Print each of the entries below character for character, changing nothing.

== DATA ==

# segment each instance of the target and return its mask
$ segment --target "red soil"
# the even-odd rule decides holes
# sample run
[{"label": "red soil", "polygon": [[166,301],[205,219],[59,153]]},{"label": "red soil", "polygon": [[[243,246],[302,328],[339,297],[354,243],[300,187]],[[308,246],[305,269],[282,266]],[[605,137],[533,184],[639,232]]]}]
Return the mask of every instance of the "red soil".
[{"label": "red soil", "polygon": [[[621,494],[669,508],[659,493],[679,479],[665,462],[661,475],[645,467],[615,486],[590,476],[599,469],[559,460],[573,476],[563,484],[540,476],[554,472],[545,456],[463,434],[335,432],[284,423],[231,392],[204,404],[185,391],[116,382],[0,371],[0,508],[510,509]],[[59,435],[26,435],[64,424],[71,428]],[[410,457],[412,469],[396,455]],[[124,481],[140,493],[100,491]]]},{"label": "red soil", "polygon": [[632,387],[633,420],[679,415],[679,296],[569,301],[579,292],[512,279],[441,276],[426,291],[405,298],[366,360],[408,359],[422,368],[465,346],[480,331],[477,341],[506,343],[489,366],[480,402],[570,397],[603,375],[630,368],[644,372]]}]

===

**REPLY:**
# segment each instance of the target and return its mask
$ segment --target "red soil"
# the even-odd rule decides holes
# sample run
[{"label": "red soil", "polygon": [[166,301],[205,219],[59,153]]},{"label": "red soil", "polygon": [[[243,246],[302,328],[339,297],[354,243],[300,187]],[[308,246],[305,269],[282,266]],[[605,137],[533,184],[639,232]]]}]
Return the mask of every instance of the "red soil".
[{"label": "red soil", "polygon": [[[621,494],[669,508],[659,493],[679,479],[665,462],[661,475],[645,467],[615,486],[590,476],[599,469],[559,460],[573,476],[563,484],[540,476],[554,472],[545,456],[463,434],[335,432],[284,423],[231,392],[204,404],[185,391],[116,382],[0,371],[0,508],[510,509]],[[59,435],[26,435],[64,424],[71,428]],[[410,457],[412,469],[396,455]],[[124,481],[140,493],[100,491]]]},{"label": "red soil", "polygon": [[632,387],[633,420],[679,415],[679,296],[569,301],[579,292],[512,279],[441,276],[426,291],[405,298],[366,360],[408,359],[422,368],[465,346],[480,331],[477,341],[506,343],[489,366],[480,402],[570,397],[603,375],[630,368],[644,372]]}]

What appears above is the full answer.